* [Exercise aim]: Render every line of the items below as a Markdown table with the columns Row and Line, numbering the rows in order and skipping blank lines. Leave the pictures out of your table.

* [Supplied data]:
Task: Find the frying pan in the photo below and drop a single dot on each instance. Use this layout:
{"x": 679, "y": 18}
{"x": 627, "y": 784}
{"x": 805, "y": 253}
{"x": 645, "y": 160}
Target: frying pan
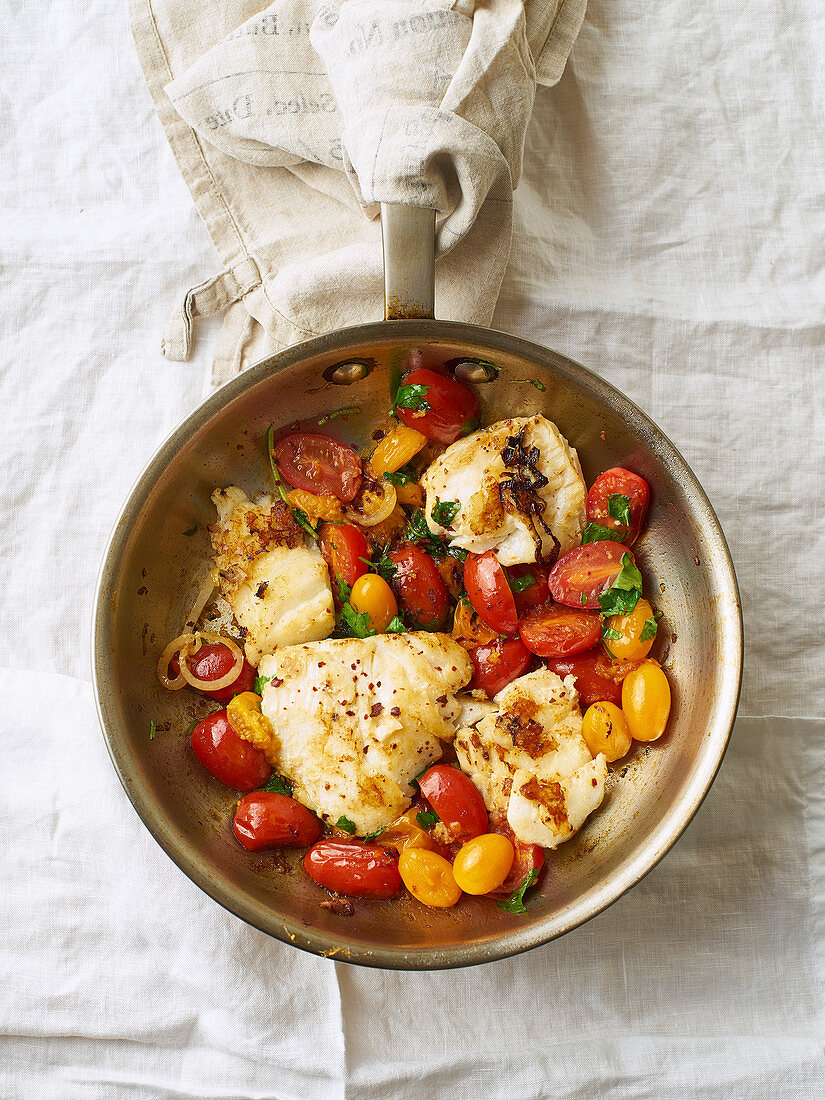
{"x": 153, "y": 562}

* [Task solution]:
| Row | Line |
|---|---|
| 1 | Task: Find the frying pan in the photo below and drop a single dot on each instance. Use this layout: |
| 2 | {"x": 679, "y": 18} |
| 3 | {"x": 627, "y": 784} |
| 4 | {"x": 805, "y": 253} |
| 5 | {"x": 645, "y": 160} |
| 6 | Target: frying pan |
| 7 | {"x": 153, "y": 562} |